Work instruction: Using the records below, write out again exactly the lines that begin at the line containing "Target: grassy bank" and end at the line containing "The component shall locate one point per instance of the rainbow", and no other lines.

Entries provided:

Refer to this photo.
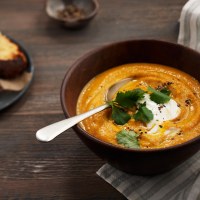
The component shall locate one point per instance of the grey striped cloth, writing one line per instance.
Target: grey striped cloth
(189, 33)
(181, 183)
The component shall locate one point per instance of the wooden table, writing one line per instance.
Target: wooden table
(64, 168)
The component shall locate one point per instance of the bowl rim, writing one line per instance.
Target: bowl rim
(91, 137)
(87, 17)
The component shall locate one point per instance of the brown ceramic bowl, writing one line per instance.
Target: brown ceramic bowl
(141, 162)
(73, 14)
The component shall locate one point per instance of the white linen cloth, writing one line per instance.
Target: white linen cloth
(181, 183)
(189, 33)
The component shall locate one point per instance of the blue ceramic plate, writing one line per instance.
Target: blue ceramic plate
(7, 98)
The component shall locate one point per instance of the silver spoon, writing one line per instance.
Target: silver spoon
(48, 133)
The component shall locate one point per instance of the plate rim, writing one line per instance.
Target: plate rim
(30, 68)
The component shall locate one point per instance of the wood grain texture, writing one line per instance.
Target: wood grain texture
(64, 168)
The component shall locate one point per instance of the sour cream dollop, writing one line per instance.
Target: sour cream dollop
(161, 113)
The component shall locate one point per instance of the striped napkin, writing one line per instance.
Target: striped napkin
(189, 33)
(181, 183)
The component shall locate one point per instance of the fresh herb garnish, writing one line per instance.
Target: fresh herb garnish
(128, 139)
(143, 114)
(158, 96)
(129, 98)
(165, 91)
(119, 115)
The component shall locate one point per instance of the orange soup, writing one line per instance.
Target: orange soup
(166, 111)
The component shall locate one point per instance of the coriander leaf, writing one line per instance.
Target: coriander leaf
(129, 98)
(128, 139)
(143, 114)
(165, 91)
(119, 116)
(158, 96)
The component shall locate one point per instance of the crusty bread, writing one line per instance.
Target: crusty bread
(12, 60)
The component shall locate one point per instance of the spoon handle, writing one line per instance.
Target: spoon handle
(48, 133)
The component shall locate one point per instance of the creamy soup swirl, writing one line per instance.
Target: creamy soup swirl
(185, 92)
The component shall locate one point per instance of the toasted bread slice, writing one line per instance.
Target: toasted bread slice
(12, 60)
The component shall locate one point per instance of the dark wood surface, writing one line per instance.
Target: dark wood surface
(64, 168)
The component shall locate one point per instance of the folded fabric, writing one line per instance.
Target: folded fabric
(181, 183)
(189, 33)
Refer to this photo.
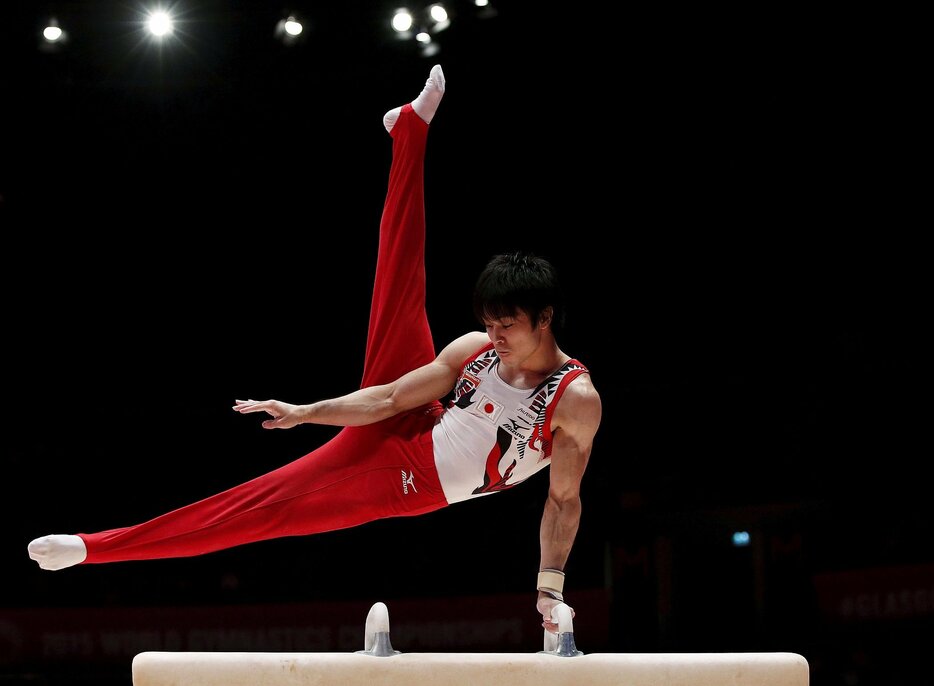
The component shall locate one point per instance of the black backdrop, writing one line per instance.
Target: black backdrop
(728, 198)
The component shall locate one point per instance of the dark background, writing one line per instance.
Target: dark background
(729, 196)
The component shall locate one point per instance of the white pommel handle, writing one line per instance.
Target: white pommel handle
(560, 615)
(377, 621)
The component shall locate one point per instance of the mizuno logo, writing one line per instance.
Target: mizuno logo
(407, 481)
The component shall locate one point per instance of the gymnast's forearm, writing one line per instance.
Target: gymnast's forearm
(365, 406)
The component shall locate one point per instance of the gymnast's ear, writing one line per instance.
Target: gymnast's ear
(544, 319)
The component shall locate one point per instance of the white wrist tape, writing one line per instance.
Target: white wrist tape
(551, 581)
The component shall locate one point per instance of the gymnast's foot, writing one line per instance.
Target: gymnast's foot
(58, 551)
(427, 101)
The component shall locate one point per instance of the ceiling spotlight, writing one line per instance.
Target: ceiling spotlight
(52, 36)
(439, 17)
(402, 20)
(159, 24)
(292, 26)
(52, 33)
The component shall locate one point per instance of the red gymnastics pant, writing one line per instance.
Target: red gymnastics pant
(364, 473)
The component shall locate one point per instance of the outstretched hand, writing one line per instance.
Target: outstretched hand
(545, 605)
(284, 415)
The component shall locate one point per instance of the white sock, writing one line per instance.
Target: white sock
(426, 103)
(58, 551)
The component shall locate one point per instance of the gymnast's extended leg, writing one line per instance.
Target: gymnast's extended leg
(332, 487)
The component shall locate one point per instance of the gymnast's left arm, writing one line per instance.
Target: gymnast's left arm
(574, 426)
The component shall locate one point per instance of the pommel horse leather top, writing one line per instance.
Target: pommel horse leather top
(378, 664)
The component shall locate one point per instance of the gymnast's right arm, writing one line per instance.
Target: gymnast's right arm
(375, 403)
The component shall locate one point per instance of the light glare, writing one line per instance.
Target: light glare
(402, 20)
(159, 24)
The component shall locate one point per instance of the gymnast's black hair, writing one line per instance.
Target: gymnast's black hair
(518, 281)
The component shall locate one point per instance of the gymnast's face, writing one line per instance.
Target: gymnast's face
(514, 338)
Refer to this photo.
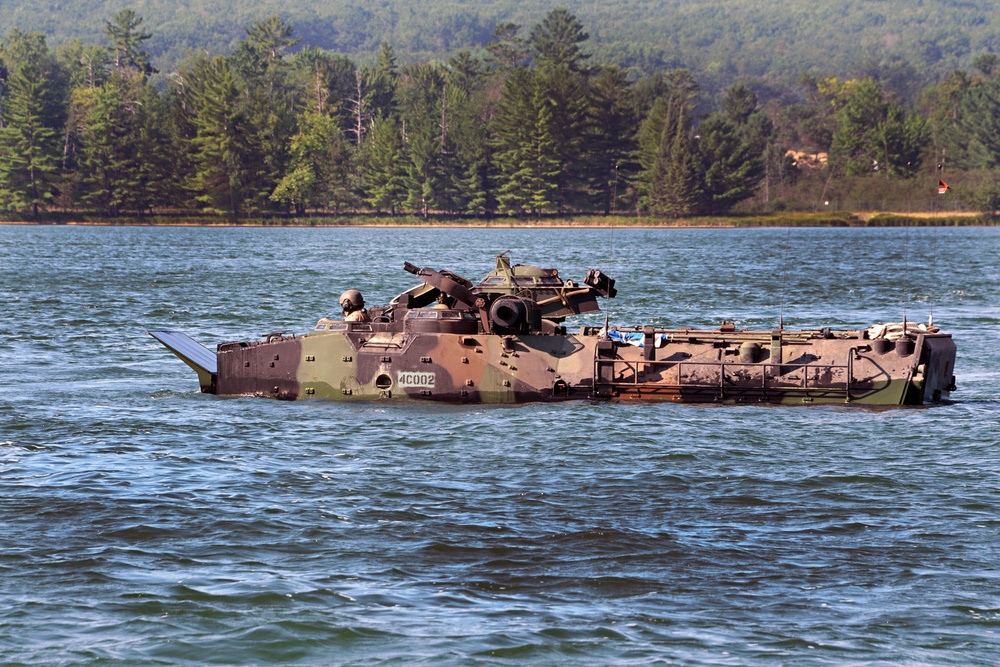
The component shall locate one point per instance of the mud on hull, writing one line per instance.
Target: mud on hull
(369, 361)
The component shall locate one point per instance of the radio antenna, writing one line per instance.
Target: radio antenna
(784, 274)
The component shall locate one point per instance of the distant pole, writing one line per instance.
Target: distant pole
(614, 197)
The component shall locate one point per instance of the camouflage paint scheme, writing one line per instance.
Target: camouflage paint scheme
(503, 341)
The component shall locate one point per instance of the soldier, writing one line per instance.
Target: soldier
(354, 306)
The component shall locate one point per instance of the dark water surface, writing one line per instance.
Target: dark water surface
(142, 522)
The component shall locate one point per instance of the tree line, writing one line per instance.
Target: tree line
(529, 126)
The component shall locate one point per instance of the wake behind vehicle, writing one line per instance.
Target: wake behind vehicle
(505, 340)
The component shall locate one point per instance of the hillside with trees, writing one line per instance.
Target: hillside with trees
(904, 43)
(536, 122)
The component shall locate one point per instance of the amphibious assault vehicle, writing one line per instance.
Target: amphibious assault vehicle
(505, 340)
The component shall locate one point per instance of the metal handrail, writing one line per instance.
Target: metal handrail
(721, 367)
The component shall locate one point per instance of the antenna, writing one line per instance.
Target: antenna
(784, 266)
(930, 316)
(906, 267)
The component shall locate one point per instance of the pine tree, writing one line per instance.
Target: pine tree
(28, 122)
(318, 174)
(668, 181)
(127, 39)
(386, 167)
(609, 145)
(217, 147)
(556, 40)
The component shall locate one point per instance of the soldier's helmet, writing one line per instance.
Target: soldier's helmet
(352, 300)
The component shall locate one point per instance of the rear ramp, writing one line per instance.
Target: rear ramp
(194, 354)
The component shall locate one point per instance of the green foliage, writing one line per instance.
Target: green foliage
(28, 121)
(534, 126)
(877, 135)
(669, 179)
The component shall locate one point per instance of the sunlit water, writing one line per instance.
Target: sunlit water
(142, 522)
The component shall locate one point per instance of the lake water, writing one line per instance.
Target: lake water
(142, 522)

---

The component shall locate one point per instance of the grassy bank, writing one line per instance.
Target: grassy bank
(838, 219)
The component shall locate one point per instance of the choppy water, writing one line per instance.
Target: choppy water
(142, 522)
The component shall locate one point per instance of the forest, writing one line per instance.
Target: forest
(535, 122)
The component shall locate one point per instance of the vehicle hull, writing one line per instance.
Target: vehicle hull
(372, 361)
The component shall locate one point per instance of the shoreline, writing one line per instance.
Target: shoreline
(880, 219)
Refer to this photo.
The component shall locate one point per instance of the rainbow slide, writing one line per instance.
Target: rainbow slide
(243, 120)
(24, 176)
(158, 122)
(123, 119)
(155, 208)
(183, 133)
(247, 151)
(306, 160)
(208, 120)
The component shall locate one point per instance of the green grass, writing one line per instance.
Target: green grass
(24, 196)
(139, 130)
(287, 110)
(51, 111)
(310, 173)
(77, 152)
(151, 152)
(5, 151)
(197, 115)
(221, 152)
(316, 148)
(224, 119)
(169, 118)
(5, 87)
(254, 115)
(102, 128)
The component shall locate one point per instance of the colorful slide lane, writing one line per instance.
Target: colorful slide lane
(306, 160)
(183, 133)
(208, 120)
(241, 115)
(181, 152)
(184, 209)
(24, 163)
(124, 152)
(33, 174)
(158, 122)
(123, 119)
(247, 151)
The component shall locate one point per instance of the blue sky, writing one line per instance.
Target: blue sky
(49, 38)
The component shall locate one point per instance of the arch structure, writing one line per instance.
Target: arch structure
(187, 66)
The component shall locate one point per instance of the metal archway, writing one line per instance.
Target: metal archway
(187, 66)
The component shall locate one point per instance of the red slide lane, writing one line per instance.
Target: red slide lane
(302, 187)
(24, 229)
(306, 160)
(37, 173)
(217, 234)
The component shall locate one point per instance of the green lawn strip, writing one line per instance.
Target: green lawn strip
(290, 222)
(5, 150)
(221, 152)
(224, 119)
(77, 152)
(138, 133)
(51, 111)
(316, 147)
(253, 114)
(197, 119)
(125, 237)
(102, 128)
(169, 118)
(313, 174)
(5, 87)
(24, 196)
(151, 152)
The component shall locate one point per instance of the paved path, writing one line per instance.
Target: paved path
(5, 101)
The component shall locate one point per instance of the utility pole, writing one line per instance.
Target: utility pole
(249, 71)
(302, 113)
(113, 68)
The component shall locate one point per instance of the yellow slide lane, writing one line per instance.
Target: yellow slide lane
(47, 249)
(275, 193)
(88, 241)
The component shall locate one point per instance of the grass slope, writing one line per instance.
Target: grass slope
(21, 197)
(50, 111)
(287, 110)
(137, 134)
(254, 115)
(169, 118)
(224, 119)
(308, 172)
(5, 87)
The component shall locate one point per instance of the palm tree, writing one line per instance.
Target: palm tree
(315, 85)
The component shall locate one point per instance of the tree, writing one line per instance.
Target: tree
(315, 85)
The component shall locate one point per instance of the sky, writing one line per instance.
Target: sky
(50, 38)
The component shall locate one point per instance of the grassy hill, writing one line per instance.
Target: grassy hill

Response to the task:
Target: grassy bank
(838, 219)
The component shall locate one point per instance of the choppy water, writing one line per instance.
Target: choppy water
(142, 522)
The component shall locate one point per instance of the forest, writing one line per instance.
Target: forest
(535, 122)
The component shall locate one point per instance of the vehicle hull, writing one line per instance.
Target: vehicle hull
(372, 361)
The component shall locate one point per instance of the shoreline, writing one line per instance.
Target: shoreline
(880, 219)
Refer to this photo.
The component shall locate one point per instance of the rainbow slide, writing one line per instance.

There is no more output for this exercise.